__PROMPT 1__: From the project instructions below, list everyone to whom the mounted paper poster may be handed in.

The final project results consists of two products - a poster and a short paper. We strongly encourage you to submit this poster to the GIS poster exhibit in May 2010.

Important: Please upload your digital files for your poster (PDF format) and short paper (Word or PDF) to your Student Work Zone site on our wiki.

Project Poster (20 points)

Format: Hard copy mounted poster, put in GIS lab AND PDF uploaded to your Student Work Zone.

The project poster should be a concise summary of project results, major techniques, or conclusions. Think of your audience as people without GIS skills who are interested in understanding either your results or the general principles/issues/methods involved in your project.

Note that in the poster, visuals will be very important. Your maps and other visuals should be very clear and coherent, with all the information readily understandable to a viewer. All standard map/table requirements apply - titles, legends, source citations (agency, year), clear legends, etc. Clarity of the visual materials will be an important part of the grading.

Format: hard copy AND PDF. You must create a PDF of your poster for plotting.  For instructions, see the GIS Poster Design Guidance - please follow those instructions carefully. You will give your PDF to a lab assistant for plotting, and he/she will also digitally archive your PDF for you. Mount your paper poster on foam board and turn it in by hand to the instructor, TA or lab assistant in the lab.  Please upload your PDF and paper to the Student Work Zone section of the wiki. Do NOT submit a publisher file, only the PDF!

Short Paper (10 points)

Format: text document or PDF. Place in the Student Work Zone along with your Poster PDF.

__PROMPT 2__: Please locate and copy every line of the rows that contains the string "Target", where case counts.

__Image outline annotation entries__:
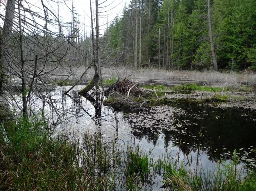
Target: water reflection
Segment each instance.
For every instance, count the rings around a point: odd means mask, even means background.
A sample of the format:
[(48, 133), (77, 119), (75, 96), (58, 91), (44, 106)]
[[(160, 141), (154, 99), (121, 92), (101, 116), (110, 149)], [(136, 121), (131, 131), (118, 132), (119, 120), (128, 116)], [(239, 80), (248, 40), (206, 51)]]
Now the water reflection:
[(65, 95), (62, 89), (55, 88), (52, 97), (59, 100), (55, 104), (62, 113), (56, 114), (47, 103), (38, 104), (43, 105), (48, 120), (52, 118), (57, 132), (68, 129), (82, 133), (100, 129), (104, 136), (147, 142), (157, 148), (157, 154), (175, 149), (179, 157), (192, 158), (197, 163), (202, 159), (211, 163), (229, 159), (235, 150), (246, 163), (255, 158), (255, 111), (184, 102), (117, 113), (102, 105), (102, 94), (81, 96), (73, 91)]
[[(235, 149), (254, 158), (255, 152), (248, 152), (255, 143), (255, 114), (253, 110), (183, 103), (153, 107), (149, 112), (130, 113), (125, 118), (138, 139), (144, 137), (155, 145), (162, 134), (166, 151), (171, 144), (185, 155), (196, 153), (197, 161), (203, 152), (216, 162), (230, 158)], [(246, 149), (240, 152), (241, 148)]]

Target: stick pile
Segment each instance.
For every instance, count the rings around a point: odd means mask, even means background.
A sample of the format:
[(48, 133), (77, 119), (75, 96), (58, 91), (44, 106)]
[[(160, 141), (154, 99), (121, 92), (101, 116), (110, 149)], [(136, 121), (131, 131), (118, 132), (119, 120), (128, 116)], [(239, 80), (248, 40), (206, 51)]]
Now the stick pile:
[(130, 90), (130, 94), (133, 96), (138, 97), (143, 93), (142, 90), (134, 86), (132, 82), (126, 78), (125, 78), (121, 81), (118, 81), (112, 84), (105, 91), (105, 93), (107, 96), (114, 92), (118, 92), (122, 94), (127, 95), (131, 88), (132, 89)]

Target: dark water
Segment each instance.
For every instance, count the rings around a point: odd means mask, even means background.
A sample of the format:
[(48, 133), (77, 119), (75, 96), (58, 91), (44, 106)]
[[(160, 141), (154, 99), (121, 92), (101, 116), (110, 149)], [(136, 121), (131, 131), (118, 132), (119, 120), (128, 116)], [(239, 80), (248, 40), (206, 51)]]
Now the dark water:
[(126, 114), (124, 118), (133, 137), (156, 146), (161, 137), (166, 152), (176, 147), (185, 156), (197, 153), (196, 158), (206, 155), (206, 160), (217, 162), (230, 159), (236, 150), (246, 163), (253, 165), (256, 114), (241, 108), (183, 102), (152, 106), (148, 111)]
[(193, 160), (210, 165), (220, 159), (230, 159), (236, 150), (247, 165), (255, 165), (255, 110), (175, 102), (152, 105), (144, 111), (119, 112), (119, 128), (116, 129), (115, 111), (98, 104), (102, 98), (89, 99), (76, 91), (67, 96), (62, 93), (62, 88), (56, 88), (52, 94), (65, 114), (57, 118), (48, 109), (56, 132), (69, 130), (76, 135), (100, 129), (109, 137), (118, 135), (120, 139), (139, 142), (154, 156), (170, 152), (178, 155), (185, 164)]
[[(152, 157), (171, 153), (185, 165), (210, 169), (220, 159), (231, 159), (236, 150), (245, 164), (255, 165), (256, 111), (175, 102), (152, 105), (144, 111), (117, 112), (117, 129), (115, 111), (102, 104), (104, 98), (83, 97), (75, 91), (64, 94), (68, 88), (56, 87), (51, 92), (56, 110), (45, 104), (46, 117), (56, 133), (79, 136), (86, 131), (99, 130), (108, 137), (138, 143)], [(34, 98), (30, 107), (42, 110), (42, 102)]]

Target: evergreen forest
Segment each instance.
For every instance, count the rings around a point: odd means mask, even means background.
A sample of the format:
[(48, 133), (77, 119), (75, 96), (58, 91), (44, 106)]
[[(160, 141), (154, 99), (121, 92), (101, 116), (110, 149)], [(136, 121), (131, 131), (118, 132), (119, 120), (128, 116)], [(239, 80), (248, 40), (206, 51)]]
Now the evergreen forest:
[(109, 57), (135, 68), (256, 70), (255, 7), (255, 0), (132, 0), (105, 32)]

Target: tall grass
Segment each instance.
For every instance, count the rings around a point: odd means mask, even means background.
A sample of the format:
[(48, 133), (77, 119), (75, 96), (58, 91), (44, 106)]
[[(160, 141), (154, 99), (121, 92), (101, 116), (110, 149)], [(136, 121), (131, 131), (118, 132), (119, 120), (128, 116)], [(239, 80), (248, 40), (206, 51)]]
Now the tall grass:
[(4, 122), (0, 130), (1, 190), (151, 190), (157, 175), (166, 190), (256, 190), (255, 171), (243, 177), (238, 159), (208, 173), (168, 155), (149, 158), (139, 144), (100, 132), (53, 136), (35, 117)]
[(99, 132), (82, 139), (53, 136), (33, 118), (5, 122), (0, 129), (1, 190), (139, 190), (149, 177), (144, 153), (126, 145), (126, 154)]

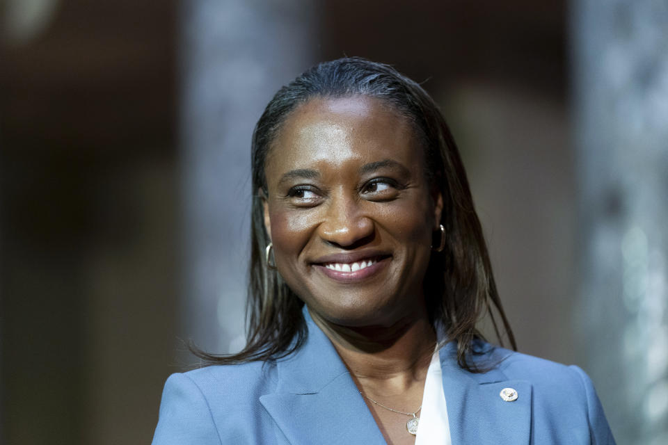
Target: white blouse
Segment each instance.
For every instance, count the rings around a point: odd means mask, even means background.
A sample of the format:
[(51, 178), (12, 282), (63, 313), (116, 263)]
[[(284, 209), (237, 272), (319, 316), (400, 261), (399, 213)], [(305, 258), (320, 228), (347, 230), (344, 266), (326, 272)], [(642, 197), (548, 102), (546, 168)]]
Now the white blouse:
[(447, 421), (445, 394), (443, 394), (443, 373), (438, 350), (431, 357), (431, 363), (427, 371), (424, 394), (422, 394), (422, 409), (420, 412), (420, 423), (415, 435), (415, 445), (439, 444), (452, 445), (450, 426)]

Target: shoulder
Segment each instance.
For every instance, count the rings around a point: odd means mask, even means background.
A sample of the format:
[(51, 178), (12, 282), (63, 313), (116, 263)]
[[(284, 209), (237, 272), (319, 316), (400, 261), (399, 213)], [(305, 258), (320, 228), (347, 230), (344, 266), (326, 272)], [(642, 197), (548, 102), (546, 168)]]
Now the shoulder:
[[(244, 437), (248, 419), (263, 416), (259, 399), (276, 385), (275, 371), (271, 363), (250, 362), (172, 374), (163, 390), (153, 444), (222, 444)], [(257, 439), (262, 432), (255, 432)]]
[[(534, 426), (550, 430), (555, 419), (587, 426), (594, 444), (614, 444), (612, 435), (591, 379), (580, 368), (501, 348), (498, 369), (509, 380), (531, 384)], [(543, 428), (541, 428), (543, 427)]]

==

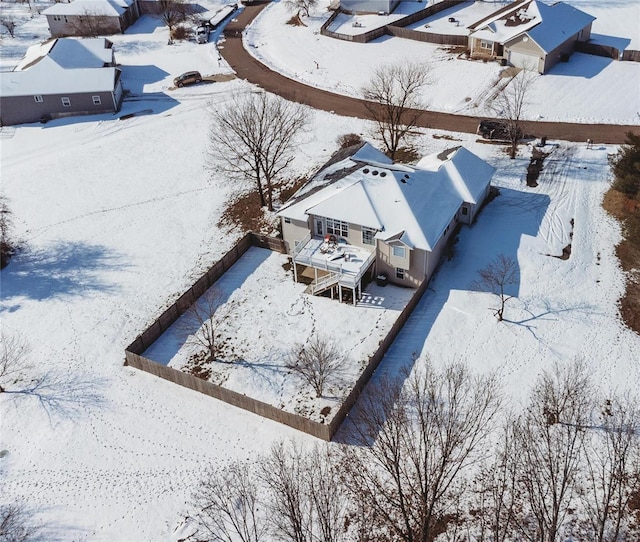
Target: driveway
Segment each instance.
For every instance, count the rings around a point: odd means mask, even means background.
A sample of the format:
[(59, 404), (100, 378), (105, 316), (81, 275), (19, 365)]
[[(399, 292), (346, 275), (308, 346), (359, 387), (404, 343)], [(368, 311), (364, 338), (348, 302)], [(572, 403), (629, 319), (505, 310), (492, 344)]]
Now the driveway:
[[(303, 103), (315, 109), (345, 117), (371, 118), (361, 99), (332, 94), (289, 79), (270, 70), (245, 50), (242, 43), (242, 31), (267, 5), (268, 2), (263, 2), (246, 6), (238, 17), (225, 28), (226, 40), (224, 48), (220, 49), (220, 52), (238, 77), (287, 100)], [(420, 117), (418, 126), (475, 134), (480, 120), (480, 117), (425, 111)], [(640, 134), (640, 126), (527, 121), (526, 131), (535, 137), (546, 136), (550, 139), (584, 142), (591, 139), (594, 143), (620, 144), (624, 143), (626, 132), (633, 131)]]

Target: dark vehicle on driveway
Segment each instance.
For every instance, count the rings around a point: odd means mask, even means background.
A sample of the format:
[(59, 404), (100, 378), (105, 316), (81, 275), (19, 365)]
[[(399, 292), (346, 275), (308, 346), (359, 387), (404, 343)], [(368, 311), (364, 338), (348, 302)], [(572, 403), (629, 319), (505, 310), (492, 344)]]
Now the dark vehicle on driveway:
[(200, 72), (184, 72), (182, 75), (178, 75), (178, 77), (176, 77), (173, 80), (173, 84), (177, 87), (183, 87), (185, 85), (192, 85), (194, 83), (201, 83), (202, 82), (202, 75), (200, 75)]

__EXERCISE SOLUTION 1__: The instructor, the TA, and the lab assistant.

__EXERCISE SOLUTION 2__:
Target: water reflection
Target: stick pile
Target: dark water
Target: evergreen forest
Target: tall grass
Target: white blouse
Target: shoulder
Target: driveway
Target: dark vehicle on driveway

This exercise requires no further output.